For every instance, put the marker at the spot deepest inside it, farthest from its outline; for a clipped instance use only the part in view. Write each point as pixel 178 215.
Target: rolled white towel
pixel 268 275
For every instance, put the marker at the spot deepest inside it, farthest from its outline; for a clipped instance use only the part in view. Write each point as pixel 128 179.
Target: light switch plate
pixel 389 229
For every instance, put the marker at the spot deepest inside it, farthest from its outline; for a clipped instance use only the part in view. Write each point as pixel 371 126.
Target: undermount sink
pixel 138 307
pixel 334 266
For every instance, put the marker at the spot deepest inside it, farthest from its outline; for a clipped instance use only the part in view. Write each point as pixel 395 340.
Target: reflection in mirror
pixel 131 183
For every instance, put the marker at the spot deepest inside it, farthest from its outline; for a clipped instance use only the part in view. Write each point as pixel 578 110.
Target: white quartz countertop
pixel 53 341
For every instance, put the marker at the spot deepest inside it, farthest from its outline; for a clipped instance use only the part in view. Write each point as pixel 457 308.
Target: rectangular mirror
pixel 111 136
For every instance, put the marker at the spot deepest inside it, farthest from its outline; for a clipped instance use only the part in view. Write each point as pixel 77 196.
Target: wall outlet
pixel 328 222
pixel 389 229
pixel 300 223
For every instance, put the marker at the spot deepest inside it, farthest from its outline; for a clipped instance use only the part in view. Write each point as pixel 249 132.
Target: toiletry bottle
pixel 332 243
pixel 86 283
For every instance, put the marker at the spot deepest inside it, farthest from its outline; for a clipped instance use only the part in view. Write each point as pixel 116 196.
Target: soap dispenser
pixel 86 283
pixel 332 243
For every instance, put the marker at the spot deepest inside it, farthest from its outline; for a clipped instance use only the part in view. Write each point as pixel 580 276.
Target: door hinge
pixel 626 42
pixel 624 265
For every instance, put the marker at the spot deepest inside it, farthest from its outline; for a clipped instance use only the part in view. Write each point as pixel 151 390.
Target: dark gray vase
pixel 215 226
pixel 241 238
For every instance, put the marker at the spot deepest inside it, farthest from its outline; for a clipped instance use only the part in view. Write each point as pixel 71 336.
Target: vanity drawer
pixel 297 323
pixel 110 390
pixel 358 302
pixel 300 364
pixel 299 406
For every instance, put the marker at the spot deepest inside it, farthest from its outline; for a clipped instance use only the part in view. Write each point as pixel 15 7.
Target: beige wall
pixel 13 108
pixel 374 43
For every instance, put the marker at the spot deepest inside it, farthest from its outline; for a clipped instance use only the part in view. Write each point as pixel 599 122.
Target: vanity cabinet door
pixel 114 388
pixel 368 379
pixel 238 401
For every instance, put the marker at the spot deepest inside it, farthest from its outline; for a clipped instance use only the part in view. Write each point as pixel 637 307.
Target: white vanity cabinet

◆ ◆ ◆ ◆ ◆ ◆ ◆

### Problem to work on
Reproduce the full listing above, swapping each occurrence of "marker" for "dot" and leaving every other character unchanged.

### Exercise response
For every instance, put the dot at the spot deepest inside it, farthest from its outline; for a clipped instance use only the part in view. Write each point as pixel 178 215.
Target: rolled white towel
pixel 268 275
For every instance, put the dot at the spot deepest inside it, farthest from its outline; for a clipped instance use only the part in view. Write each point as pixel 128 179.
Target: light switch plate
pixel 389 229
For every instance, put the dot at the spot deepest inside it, farthest from its outline; for a clipped instance use only the part in view. Write each point as pixel 371 126.
Target: undermount sink
pixel 138 307
pixel 334 266
For every instance, put the dot at the spot deepest inside it, farthest from its outline; for a clipped instance use only the part in view. Write each point as pixel 395 340.
Target: reflection in mirror
pixel 131 183
For every instance, put the dot at the spot deepest inside it, farthest from its outline; for a clipped instance use only the part in view. Write each point as pixel 578 110.
Target: white quartz countertop
pixel 53 341
For every instance, put the dot at the spot deepest inside it, farthest from its outline; for a clipped instance use only the part in view. Write each point as pixel 457 308.
Target: rectangular mirror
pixel 111 136
For every instance, put the dot at the spot deepest inside it, farthest from its outline; for a clipped instance use only the part in view. Write each point as pixel 77 196.
Target: wall outlet
pixel 328 222
pixel 389 229
pixel 300 223
For every instance, put the dot at the spot deepest inside it, farthest from its outline; for a clipped instance use only the part in view. Write each point as pixel 249 132.
Target: toiletry bottle
pixel 332 243
pixel 86 283
For every instance, put the dot at the spot deepest inside it, farthest from its outline; for a clipped instance use only the part in view. Write each point as pixel 116 196.
Target: soap dispenser
pixel 86 283
pixel 332 243
For every instance, put the dot at the spot deepest inside it, farthest from its outline; for a clipped instance use only the part in view. Write each point as pixel 580 276.
Target: door hinge
pixel 626 42
pixel 624 265
For every instance, put the dot at the spot deepest inside it, farthest from its outline; for a clipped instance use only the part in view. Write each point as pixel 151 390.
Target: dark gray vase
pixel 215 226
pixel 241 238
For every instance, put the dot at the spot deepest inside it, farthest from its outline; for a clipped instance use only the part in view. Write each point as pixel 71 336.
Target: vanity drawer
pixel 297 323
pixel 110 390
pixel 358 302
pixel 300 364
pixel 299 406
For every instance, put the dot at the spot deepest inside it, farthest from its outline; for a clipped instance use only the part in view. Write each point as pixel 15 7.
Target: beige wall
pixel 13 108
pixel 374 43
For every instance, put the dot at the spot deepest inside it, farthest from its outline; for a clipped instance use only the part in view. Write each point as pixel 599 122.
Target: vanity cabinet door
pixel 114 388
pixel 368 379
pixel 238 401
For every instance, put the dot at the spot deepest inside it, farthest from its outline; for a clipped instance use only the part in view. Write each point as pixel 637 307.
Target: white vanity cabinet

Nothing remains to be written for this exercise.